OBJECTIVE: Repeat every line exactly, keeping the pictures out of the copy.

DATA LISTING:
****************
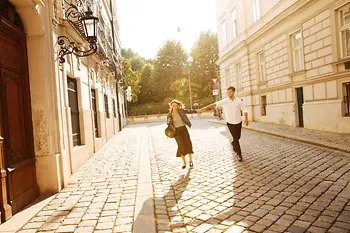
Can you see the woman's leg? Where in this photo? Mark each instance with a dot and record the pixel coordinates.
(183, 159)
(190, 155)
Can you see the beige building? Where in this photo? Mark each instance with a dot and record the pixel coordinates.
(288, 59)
(53, 115)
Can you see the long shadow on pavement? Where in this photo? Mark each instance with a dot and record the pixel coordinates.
(144, 221)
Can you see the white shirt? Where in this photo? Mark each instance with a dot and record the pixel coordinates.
(232, 109)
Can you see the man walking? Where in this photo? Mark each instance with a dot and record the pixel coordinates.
(232, 107)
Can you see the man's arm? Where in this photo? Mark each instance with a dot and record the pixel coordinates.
(210, 106)
(243, 109)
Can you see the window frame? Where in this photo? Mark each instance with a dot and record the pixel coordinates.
(342, 28)
(346, 99)
(295, 48)
(106, 104)
(227, 76)
(224, 34)
(261, 67)
(74, 110)
(234, 23)
(94, 103)
(256, 10)
(239, 81)
(263, 105)
(114, 108)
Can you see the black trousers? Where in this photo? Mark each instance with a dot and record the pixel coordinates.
(235, 131)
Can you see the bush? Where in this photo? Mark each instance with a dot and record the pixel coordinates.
(163, 107)
(147, 109)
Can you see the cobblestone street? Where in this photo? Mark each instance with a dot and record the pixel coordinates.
(281, 186)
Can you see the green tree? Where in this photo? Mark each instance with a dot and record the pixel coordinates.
(169, 67)
(205, 53)
(132, 78)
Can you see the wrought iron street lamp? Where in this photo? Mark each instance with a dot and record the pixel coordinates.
(86, 24)
(190, 60)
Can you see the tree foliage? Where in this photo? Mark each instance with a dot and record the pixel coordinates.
(132, 78)
(169, 68)
(166, 77)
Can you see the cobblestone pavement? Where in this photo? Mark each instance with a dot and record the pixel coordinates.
(101, 195)
(323, 138)
(281, 186)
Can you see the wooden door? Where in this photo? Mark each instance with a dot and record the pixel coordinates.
(16, 123)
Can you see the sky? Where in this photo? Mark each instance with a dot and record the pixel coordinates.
(145, 25)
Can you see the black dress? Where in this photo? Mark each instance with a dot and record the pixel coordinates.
(182, 137)
(183, 140)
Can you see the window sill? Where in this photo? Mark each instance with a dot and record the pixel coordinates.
(262, 83)
(343, 60)
(295, 73)
(77, 147)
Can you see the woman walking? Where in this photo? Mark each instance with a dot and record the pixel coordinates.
(178, 119)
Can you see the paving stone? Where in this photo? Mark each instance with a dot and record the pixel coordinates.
(281, 186)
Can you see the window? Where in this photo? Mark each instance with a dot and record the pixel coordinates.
(345, 31)
(74, 110)
(263, 105)
(238, 76)
(261, 67)
(114, 109)
(346, 102)
(224, 34)
(298, 61)
(94, 109)
(106, 106)
(256, 10)
(234, 24)
(227, 77)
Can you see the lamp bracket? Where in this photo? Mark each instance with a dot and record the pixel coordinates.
(69, 47)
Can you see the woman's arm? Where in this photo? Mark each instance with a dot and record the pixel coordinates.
(189, 111)
(207, 107)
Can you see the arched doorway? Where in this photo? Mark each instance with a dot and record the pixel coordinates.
(18, 181)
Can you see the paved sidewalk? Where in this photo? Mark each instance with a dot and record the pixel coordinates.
(135, 184)
(316, 137)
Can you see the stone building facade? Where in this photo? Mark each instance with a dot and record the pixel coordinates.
(54, 116)
(289, 59)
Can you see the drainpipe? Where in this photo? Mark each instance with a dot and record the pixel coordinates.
(115, 73)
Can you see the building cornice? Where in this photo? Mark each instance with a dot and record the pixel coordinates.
(265, 28)
(287, 85)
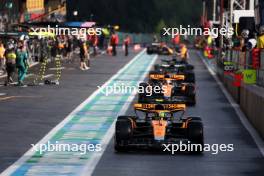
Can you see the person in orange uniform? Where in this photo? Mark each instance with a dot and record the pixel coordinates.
(127, 41)
(183, 52)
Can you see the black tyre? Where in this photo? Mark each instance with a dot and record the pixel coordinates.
(149, 51)
(195, 135)
(190, 77)
(123, 132)
(156, 67)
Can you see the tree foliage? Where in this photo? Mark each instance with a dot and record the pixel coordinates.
(137, 15)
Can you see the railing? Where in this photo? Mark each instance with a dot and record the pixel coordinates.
(243, 61)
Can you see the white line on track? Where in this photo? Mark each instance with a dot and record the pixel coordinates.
(91, 165)
(254, 134)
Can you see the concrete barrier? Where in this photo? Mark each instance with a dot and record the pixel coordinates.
(252, 103)
(234, 91)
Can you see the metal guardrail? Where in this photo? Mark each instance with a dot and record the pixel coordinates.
(242, 61)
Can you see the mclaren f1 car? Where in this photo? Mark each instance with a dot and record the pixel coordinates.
(156, 125)
(167, 88)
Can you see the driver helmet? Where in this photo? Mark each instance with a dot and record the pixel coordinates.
(261, 30)
(162, 114)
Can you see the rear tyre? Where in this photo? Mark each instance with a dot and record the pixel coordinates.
(142, 96)
(195, 135)
(190, 77)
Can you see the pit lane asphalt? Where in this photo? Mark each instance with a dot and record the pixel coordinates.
(222, 126)
(27, 114)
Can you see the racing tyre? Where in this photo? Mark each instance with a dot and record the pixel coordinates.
(195, 135)
(149, 51)
(156, 67)
(123, 132)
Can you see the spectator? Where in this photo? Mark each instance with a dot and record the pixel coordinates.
(84, 54)
(10, 56)
(260, 40)
(114, 43)
(21, 63)
(69, 48)
(126, 43)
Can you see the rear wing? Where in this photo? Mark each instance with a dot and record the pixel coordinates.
(153, 107)
(165, 77)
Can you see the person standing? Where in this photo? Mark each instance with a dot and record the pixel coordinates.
(2, 57)
(84, 54)
(126, 43)
(260, 39)
(10, 56)
(21, 63)
(114, 43)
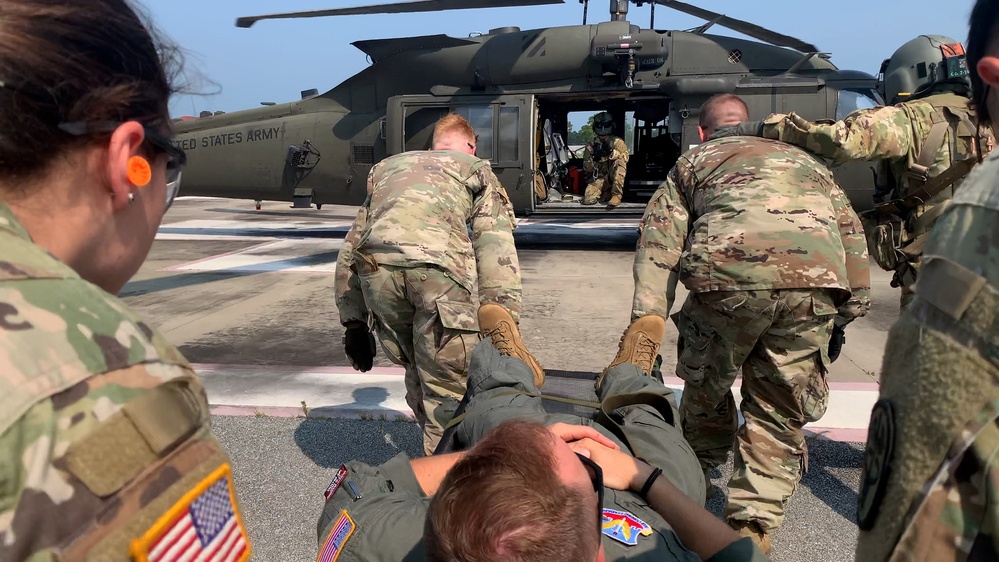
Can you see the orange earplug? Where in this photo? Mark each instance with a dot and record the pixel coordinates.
****************
OUTPUT OF THE TASK:
Can you see the woman's leg? Where in this photo? Mark each instance with a dot and record the pixel coordinates.
(183, 159)
(190, 155)
Can you see the beige building? Where in this photo? Mark each instance with a dot and record the pixel coordinates.
(288, 59)
(53, 115)
Can you see the long shadow on pavement? Where in this photo? Mark each instance with a dot and record the pixel coordinates.
(144, 221)
Can you see the white shirt? Where in this photo? Mark each instance with a dot and record the pixel coordinates.
(232, 109)
Can you see the man walking? Where in this photo? Mark each instance with a dot and record the pixel coordinates.
(232, 107)
Can you see the man's arm? Where in this photo? Mark each instance with a dot and record the pixel coordinates.
(210, 106)
(243, 109)
Can you see the window frame? Where in this photo? Mark each instance with a dot and record the pixel coordinates.
(342, 28)
(346, 99)
(295, 48)
(106, 104)
(227, 76)
(224, 34)
(261, 67)
(74, 110)
(234, 23)
(94, 103)
(256, 10)
(239, 81)
(263, 105)
(114, 108)
Can you see the black trousers? Where in this photo? Mark each instance with a dot and record the pixel coordinates.
(235, 131)
Can you see the bush? Where in this photo? Mark each instance with a dot and record the pixel coordinates.
(163, 107)
(147, 109)
Can you see the cobblestone street? Where in this photo? Mark each instance with a dot and record the pixel coordinates.
(281, 186)
Can you see the green tree? Where in this photo? Mark each instance with a dot and record the pixel coordinates.
(169, 67)
(205, 53)
(132, 78)
Can you see the wrought iron street lamp? Where in this photo? Mark each instance with a dot and record the pixel coordinates.
(86, 24)
(190, 60)
Can you see the tree foliage? Where in this photo? Mark each instance with a dot and record the pixel coordinates.
(132, 78)
(169, 68)
(166, 77)
Can you see the cobblestone pavement? Where in this photo? Mark each instance with a dot and record the pixel coordinates.
(101, 195)
(323, 138)
(281, 186)
Can you see the wooden door? Where in this photo? Mark each instance with a dot and record the pixel coordinates.
(16, 123)
Can you see the sky? Where in this photo? Mark each instance with a dot and record the pixel coordinates.
(145, 25)
Can you see the black dress? Where in this photo? Mark each instance with a dot and record the pixel coordinates.
(182, 137)
(183, 140)
Can you see the window sill? Where in this photo? Mark each instance with a dot and record the pixel coordinates.
(262, 83)
(343, 60)
(295, 73)
(77, 147)
Can you see the woman walking? Where in this photo? Mark each instance with a dot and record the pixel coordinates.
(178, 119)
Can you see the paving stone? Where in this photo? Mark each instance with a dot and record the pixel coordinates.
(281, 186)
Can you see the window? Where in this photo? Mark each instance with a dot and record the pixel coordinates.
(345, 31)
(74, 110)
(263, 105)
(238, 76)
(261, 67)
(114, 109)
(346, 102)
(224, 34)
(298, 61)
(94, 109)
(106, 106)
(256, 10)
(234, 24)
(227, 77)
Can you see the lamp bracket? Where in this photo? Mark each instance with a dot and record the pixel coordinates.
(69, 47)
Can you see the woman's arm? Where in this photo? Mark each instance with a dot and record the pixel coordinates.
(189, 111)
(207, 107)
Can you see the arched doorway? Where in this photo? Mark each instance with a dot and record the pixel coordinates.
(18, 181)
Can you see the paved sidewalk? Where in this photo? Mark each instance with a dot and record the pixel coordinates.
(135, 184)
(316, 137)
Can you see the stone building facade? Where in this photo? Mark each instance with a dot and record the pixel coordinates.
(54, 116)
(289, 59)
Can you see the drainpipe? Where in this photo? Mark each instance with a dot and record the pixel coordinates.
(115, 73)
Can you see the building cornice? Where in this photo? Mark each instance with a dot and record the pixel coordinates.
(265, 28)
(287, 85)
Can you see the person in orange uniform? Where in this photo? Mark each instance with a dot and record the pixel coordinates.
(127, 41)
(183, 52)
Can you see the black tyre? Where in this photo? Mark each instance with a dot and record the pixel coordinates.
(149, 51)
(195, 135)
(190, 77)
(123, 132)
(156, 67)
Can you see the tree foliage? Where in this photo? Mark each instance with a dot and record the pixel coordinates.
(137, 15)
Can you see the railing? Where in this photo? Mark each instance with a dot and record the pixel coordinates.
(243, 61)
Can you see the white line on track? Where in this photo? Mark each instance with a dot and record the pixel coordinates.
(91, 165)
(254, 134)
Can you see the concrete barrier? Where in this photo? Mark each instance with a dot and record the pixel coordinates.
(252, 103)
(234, 91)
Can you see the metal guardrail? Where in this photo? Mark each instance with a dot and record the pixel coordinates.
(242, 61)
Can you see the mclaren f1 car? Where in this photo? Mark each instance with a dot and record the pixel coordinates.
(156, 125)
(167, 88)
Can you see the driver helmet? Where in this photo? Mark each instance with a dot and record the pixel coordinates.
(261, 30)
(162, 114)
Can you see the rear tyre? Where in this photo? Mark each instance with a dot and record the pixel coordinates.
(142, 96)
(195, 135)
(190, 77)
Can you see the pit lane asphalt? Where in this photo? Mark each instance with a dot and record the pixel coordinates.
(222, 126)
(27, 114)
Can you see the racing tyre? Where in this photo? Mark each instance with a dot and record the pixel coordinates.
(195, 135)
(149, 51)
(156, 67)
(123, 132)
Can you see the spectator? Where in this photo? Mark each instance with a dot and record the pixel coordinates.
(84, 54)
(10, 56)
(260, 40)
(114, 43)
(21, 63)
(69, 48)
(126, 43)
Can you see the rear wing? Where in this photo? Mark each instance with a dot and record the pixel coordinates.
(153, 107)
(165, 77)
Can you see the person standing? Where in this photo? Mark each instance with a dot and record the pixel coordinates.
(2, 57)
(84, 54)
(126, 43)
(260, 39)
(10, 56)
(21, 63)
(114, 43)
Can you see the orange earplug? Where in this photo? Mark each instance with a dot and record the pixel coordinates.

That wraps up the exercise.